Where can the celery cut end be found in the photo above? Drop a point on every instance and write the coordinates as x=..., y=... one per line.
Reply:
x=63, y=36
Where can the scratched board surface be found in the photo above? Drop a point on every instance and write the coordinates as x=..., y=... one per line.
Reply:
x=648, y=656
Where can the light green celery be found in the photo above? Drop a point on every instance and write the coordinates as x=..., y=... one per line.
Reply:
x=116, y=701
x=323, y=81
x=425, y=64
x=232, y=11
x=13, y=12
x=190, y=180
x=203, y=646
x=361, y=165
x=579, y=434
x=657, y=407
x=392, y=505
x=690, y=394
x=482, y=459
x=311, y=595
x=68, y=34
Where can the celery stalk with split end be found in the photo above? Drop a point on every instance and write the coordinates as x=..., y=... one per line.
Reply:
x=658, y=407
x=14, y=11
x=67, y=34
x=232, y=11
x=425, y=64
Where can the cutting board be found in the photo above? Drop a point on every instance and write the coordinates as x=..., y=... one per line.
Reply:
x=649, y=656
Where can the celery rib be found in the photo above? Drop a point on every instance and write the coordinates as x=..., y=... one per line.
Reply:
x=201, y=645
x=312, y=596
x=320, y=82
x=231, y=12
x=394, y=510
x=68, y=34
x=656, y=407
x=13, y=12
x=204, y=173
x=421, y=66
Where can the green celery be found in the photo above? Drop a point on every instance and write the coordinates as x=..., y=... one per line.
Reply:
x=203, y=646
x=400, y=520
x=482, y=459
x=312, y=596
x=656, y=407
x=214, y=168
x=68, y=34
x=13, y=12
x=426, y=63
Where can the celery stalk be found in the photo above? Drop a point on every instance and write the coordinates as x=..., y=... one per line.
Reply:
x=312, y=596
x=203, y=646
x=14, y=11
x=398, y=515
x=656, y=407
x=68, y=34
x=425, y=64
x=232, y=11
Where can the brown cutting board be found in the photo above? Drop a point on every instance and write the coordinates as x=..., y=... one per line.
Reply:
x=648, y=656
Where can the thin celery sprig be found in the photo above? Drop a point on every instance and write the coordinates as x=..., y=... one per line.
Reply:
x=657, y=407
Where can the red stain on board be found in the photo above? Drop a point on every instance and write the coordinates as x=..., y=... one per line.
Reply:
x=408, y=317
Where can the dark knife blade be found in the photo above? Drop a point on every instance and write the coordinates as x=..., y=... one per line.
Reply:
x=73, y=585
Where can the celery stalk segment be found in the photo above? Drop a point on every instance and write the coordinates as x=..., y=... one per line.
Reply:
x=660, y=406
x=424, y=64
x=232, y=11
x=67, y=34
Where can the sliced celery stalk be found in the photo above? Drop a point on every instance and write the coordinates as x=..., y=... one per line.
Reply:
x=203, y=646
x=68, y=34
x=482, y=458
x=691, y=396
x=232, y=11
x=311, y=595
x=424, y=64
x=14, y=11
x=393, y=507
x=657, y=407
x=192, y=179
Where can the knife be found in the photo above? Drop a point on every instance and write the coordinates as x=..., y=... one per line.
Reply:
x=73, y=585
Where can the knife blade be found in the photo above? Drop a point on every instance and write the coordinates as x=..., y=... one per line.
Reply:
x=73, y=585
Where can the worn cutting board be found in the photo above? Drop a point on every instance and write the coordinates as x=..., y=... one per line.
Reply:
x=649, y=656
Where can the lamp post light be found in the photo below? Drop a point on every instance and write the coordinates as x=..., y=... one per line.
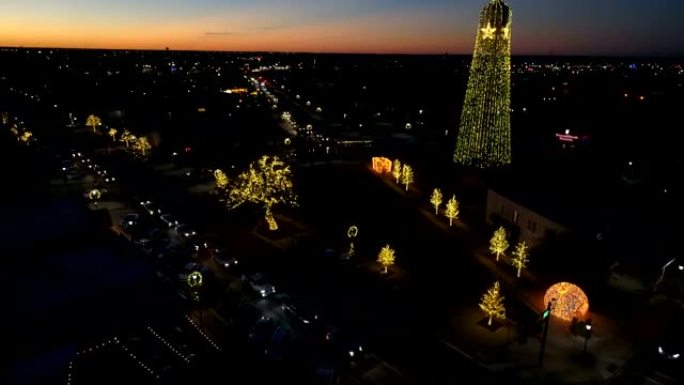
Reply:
x=587, y=335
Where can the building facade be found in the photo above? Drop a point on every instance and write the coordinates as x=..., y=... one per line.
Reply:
x=524, y=223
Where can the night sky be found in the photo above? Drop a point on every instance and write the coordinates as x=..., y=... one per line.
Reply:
x=596, y=27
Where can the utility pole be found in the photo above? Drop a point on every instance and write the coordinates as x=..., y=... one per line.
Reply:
x=546, y=317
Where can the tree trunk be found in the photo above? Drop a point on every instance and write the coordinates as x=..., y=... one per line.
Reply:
x=272, y=224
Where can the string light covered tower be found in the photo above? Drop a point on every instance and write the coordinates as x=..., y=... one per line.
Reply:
x=484, y=139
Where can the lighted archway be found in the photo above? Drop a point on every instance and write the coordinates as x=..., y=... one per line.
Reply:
x=568, y=301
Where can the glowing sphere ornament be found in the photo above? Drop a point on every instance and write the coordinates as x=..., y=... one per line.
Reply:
x=568, y=301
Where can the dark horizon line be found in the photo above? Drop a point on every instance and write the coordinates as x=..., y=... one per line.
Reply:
x=575, y=55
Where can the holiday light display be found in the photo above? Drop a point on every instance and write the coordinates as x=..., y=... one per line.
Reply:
x=267, y=182
x=436, y=199
x=567, y=300
x=93, y=121
x=484, y=139
x=221, y=178
x=406, y=176
x=520, y=257
x=386, y=257
x=492, y=303
x=498, y=244
x=396, y=170
x=452, y=210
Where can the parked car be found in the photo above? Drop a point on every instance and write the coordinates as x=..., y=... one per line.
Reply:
x=169, y=220
x=259, y=284
x=222, y=258
x=297, y=312
x=150, y=208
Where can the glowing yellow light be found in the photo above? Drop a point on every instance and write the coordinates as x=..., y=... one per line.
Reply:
x=95, y=194
x=194, y=279
x=436, y=199
x=520, y=256
x=26, y=136
x=93, y=121
x=567, y=300
x=452, y=210
x=492, y=303
x=386, y=257
x=506, y=32
x=221, y=178
x=484, y=138
x=268, y=182
x=406, y=175
x=498, y=244
x=396, y=170
x=488, y=32
x=381, y=165
x=142, y=145
x=112, y=132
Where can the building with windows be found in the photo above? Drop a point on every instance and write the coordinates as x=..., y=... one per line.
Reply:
x=522, y=221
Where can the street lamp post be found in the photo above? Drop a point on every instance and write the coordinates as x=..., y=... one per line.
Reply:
x=587, y=335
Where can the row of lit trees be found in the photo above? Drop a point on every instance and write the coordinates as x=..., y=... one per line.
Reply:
x=498, y=245
x=139, y=144
x=402, y=173
x=451, y=210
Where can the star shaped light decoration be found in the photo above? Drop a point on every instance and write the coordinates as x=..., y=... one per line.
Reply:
x=488, y=32
x=506, y=31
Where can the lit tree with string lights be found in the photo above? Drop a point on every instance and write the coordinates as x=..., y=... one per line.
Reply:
x=112, y=133
x=221, y=178
x=407, y=175
x=267, y=182
x=386, y=257
x=452, y=210
x=436, y=199
x=498, y=244
x=492, y=304
x=484, y=139
x=94, y=122
x=142, y=145
x=520, y=257
x=397, y=170
x=127, y=137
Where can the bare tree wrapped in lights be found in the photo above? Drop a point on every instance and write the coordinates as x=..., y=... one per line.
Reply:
x=498, y=244
x=142, y=145
x=112, y=133
x=268, y=182
x=396, y=170
x=94, y=122
x=221, y=178
x=386, y=257
x=520, y=256
x=492, y=303
x=127, y=137
x=452, y=210
x=484, y=139
x=436, y=199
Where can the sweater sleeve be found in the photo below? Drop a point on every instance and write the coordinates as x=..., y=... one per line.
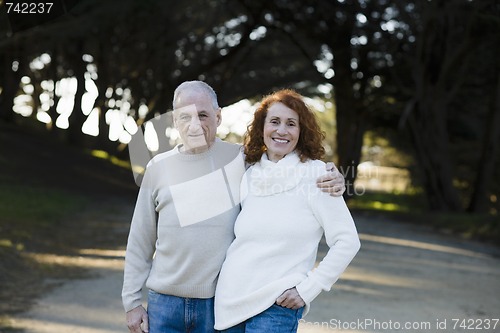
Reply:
x=140, y=246
x=341, y=237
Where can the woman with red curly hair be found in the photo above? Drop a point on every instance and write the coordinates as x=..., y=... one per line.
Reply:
x=267, y=281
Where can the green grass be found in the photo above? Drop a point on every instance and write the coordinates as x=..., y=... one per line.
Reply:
x=413, y=208
x=389, y=202
x=26, y=211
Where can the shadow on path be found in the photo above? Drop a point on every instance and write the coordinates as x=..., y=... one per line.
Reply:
x=405, y=278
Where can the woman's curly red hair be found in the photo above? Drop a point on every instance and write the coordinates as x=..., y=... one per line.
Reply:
x=309, y=145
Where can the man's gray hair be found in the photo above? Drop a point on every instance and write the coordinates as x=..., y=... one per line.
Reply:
x=198, y=87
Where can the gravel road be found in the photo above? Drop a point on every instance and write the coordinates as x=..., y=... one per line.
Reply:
x=406, y=278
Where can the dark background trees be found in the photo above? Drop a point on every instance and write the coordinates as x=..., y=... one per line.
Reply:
x=423, y=74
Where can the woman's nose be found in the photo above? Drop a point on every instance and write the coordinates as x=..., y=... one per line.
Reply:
x=281, y=130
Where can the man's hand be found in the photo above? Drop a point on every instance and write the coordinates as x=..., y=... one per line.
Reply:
x=137, y=320
x=290, y=299
x=333, y=182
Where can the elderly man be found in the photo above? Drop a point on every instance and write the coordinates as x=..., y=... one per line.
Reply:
x=183, y=220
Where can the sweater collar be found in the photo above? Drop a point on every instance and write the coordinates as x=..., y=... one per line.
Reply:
x=269, y=178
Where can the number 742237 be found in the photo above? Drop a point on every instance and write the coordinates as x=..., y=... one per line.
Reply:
x=29, y=7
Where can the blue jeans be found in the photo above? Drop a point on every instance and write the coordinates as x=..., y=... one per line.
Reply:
x=172, y=314
x=275, y=319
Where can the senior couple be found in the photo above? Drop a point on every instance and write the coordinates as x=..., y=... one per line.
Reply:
x=225, y=237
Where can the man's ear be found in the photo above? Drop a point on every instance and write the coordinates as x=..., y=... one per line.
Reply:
x=174, y=119
x=218, y=114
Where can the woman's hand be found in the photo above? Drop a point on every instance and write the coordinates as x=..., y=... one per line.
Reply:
x=137, y=320
x=290, y=299
x=332, y=182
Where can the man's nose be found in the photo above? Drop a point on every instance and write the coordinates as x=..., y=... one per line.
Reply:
x=195, y=122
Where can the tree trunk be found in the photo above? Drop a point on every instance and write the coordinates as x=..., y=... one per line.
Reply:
x=489, y=151
x=9, y=85
x=77, y=118
x=348, y=110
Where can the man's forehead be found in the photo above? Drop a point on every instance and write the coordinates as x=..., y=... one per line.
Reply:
x=188, y=109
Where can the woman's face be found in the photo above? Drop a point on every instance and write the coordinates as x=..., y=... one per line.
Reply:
x=281, y=131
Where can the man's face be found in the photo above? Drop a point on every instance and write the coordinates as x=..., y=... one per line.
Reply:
x=196, y=120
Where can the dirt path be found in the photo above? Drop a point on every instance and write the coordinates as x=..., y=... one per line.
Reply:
x=404, y=275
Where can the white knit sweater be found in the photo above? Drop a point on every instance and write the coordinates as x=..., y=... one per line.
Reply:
x=183, y=223
x=283, y=218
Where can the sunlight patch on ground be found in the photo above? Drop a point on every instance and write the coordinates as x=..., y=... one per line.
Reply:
x=90, y=258
x=420, y=245
x=389, y=280
x=43, y=326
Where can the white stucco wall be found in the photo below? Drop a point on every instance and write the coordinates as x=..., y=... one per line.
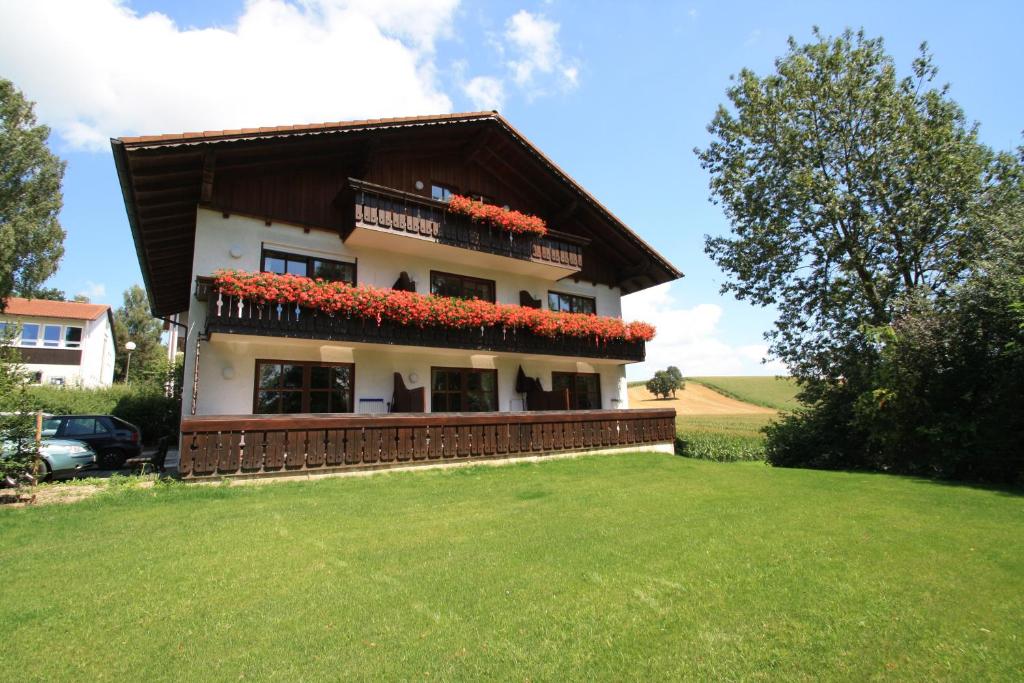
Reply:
x=96, y=366
x=235, y=356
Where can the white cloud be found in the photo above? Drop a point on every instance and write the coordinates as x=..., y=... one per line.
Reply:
x=534, y=40
x=92, y=290
x=689, y=338
x=486, y=92
x=97, y=70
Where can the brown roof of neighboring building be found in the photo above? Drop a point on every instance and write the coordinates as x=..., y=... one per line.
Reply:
x=47, y=308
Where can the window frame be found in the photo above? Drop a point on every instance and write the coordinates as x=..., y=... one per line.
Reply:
x=306, y=389
x=452, y=189
x=20, y=336
x=290, y=256
x=462, y=388
x=570, y=297
x=492, y=283
x=573, y=393
x=73, y=344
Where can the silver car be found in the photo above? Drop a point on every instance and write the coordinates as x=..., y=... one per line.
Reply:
x=59, y=457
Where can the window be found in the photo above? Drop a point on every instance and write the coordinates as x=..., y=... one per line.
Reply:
x=571, y=303
x=308, y=266
x=585, y=389
x=51, y=335
x=84, y=427
x=461, y=287
x=441, y=193
x=292, y=386
x=463, y=390
x=73, y=337
x=30, y=334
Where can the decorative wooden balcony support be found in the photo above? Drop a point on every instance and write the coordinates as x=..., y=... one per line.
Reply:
x=392, y=211
x=265, y=445
x=227, y=314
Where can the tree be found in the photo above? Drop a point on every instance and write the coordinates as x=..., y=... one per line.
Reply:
x=31, y=237
x=17, y=424
x=678, y=383
x=133, y=322
x=666, y=382
x=865, y=209
x=846, y=188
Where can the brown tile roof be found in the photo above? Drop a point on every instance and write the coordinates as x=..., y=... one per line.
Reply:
x=304, y=128
x=46, y=308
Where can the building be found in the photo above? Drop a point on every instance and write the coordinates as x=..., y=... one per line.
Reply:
x=370, y=204
x=64, y=343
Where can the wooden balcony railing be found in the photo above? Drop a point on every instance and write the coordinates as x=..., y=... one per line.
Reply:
x=393, y=211
x=262, y=445
x=227, y=314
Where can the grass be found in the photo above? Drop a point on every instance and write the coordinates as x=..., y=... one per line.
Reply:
x=644, y=566
x=722, y=437
x=776, y=392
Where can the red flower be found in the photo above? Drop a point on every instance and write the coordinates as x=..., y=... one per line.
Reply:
x=512, y=221
x=410, y=308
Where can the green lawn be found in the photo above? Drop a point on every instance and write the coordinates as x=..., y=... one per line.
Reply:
x=777, y=392
x=643, y=566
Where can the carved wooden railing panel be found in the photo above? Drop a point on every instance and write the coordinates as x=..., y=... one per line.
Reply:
x=394, y=211
x=254, y=445
x=227, y=314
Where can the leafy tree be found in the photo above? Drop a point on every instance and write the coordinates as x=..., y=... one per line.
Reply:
x=133, y=322
x=31, y=237
x=666, y=383
x=17, y=424
x=847, y=187
x=864, y=208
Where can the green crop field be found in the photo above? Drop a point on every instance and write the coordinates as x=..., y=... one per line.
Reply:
x=615, y=567
x=776, y=392
x=722, y=437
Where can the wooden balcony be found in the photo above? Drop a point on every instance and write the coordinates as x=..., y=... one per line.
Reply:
x=402, y=222
x=226, y=314
x=268, y=445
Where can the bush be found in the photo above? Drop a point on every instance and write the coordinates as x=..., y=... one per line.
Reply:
x=145, y=407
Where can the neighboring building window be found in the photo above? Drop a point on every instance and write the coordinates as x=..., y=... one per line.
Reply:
x=461, y=287
x=73, y=337
x=290, y=386
x=308, y=266
x=571, y=303
x=51, y=335
x=463, y=390
x=30, y=334
x=441, y=193
x=585, y=389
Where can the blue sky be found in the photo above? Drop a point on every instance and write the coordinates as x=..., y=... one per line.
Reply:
x=617, y=93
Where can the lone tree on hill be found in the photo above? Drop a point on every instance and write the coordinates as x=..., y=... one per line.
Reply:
x=855, y=198
x=666, y=382
x=31, y=237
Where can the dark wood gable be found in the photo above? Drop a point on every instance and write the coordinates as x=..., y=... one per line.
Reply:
x=296, y=178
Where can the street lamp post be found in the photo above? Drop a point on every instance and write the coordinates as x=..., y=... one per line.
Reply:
x=130, y=346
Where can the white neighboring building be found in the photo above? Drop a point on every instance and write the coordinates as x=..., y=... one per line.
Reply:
x=64, y=342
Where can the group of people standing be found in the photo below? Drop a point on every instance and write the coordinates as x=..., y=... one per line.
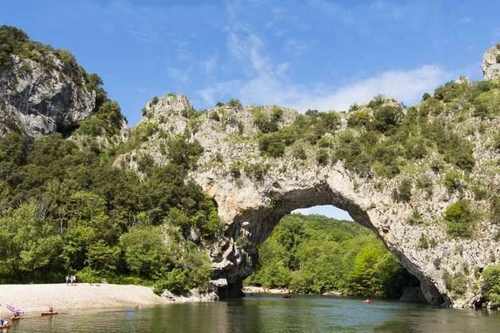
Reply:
x=70, y=279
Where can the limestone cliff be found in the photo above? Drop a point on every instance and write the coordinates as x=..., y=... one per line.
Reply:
x=407, y=209
x=42, y=90
x=425, y=179
x=491, y=63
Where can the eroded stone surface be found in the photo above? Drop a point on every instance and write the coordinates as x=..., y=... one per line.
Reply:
x=491, y=63
x=250, y=206
x=38, y=99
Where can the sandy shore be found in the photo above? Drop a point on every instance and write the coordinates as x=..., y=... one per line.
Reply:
x=262, y=290
x=36, y=298
x=280, y=291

────────

**Problem to solve:**
State in a single number how many lines in the data include the word "woman".

**Response to this exercise:**
5